### Directions
Quote the material below line for line, with no changes.

(Position annotation records)
* * * * *

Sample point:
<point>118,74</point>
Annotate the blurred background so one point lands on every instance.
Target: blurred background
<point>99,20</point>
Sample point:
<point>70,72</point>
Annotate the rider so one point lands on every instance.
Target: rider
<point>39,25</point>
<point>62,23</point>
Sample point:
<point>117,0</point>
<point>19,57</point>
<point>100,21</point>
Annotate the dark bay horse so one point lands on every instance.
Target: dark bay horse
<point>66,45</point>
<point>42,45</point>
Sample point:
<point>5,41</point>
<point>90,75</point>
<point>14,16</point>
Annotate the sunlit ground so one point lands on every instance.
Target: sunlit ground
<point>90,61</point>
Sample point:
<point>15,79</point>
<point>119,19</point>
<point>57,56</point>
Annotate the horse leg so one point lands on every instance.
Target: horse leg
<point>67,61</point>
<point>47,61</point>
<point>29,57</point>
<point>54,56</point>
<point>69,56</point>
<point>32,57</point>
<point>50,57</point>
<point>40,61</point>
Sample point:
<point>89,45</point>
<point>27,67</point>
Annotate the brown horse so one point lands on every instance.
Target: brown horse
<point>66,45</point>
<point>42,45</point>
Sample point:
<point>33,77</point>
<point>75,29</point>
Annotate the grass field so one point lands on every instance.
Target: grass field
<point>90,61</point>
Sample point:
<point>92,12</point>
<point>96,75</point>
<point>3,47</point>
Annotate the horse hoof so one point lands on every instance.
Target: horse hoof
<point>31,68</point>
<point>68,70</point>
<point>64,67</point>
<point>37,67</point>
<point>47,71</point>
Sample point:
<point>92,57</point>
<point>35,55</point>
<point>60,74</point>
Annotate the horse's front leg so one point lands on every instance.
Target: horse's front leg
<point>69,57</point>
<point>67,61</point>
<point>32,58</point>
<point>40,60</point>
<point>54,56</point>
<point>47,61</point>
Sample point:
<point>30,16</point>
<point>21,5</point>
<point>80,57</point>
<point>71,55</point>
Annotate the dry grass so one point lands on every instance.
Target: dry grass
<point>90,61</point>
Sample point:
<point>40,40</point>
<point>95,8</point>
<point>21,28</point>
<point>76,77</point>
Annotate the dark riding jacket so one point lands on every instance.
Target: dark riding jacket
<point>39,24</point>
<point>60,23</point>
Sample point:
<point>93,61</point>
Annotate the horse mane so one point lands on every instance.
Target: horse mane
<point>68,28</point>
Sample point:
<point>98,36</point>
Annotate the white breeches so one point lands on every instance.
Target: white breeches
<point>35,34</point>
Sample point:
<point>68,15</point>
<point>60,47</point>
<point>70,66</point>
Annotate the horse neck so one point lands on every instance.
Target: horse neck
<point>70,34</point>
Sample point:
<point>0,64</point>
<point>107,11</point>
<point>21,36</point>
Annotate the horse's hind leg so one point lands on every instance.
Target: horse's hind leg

* * * * *

### Exercise answer
Sample point:
<point>118,74</point>
Annotate the blurred background so one point lands on every instance.
Target: blurred background
<point>99,20</point>
Sample point:
<point>70,72</point>
Annotate the rider so one point lands on every instance.
Target: rider
<point>39,25</point>
<point>62,23</point>
Sample point:
<point>117,0</point>
<point>19,57</point>
<point>100,21</point>
Annotate the dark bay horse so one point lands on every instance.
Target: dark bay horse
<point>66,45</point>
<point>42,45</point>
Sample point:
<point>5,41</point>
<point>90,75</point>
<point>14,16</point>
Annotate the sunlit ground so one point lands on every instance.
Target: sunlit ground
<point>90,61</point>
Sample point:
<point>15,79</point>
<point>119,19</point>
<point>57,56</point>
Annotate the horse leg so one point lands on every instance.
Target: horse leg
<point>67,61</point>
<point>47,61</point>
<point>29,57</point>
<point>54,56</point>
<point>69,56</point>
<point>32,57</point>
<point>50,57</point>
<point>40,61</point>
Sample point:
<point>89,45</point>
<point>27,67</point>
Annotate the brown horse so one point lands on every instance.
Target: brown horse
<point>66,45</point>
<point>42,45</point>
Sample point:
<point>33,77</point>
<point>75,29</point>
Annotate the grass field so one point lands on every instance.
Target: grass field
<point>90,61</point>
Sample point:
<point>92,12</point>
<point>96,75</point>
<point>3,47</point>
Annotate the horse hoof so one point lands on every instance.
Target: horse hoof
<point>31,68</point>
<point>68,70</point>
<point>64,67</point>
<point>37,67</point>
<point>47,71</point>
Sample point:
<point>92,57</point>
<point>35,55</point>
<point>60,74</point>
Annotate the horse's front leg so one point lands on every instance.
Target: horse's front leg
<point>69,57</point>
<point>67,61</point>
<point>32,58</point>
<point>40,60</point>
<point>54,56</point>
<point>47,61</point>
Sample point:
<point>30,16</point>
<point>21,5</point>
<point>80,57</point>
<point>71,55</point>
Annotate the dry grass so one point lands on every instance.
Target: dry grass
<point>90,61</point>
Sample point:
<point>40,40</point>
<point>95,8</point>
<point>21,28</point>
<point>76,77</point>
Annotate the dark riding jacket so one point lands on every instance.
Target: dark riding jacket
<point>39,24</point>
<point>60,23</point>
Sample point:
<point>93,61</point>
Annotate the horse mane so one point lands on every instance.
Target: horse mane
<point>68,28</point>
Sample point:
<point>98,36</point>
Annotate the white breeches so one point lands on every instance.
Target: white breeches
<point>35,34</point>
Sample point:
<point>68,15</point>
<point>60,47</point>
<point>70,66</point>
Annotate the horse neck so one point lands on every instance.
Target: horse neck
<point>70,34</point>
Sample point:
<point>0,64</point>
<point>107,11</point>
<point>21,36</point>
Annotate the horse's hind leg so one point lands on every instance.
Target: horse's hind leg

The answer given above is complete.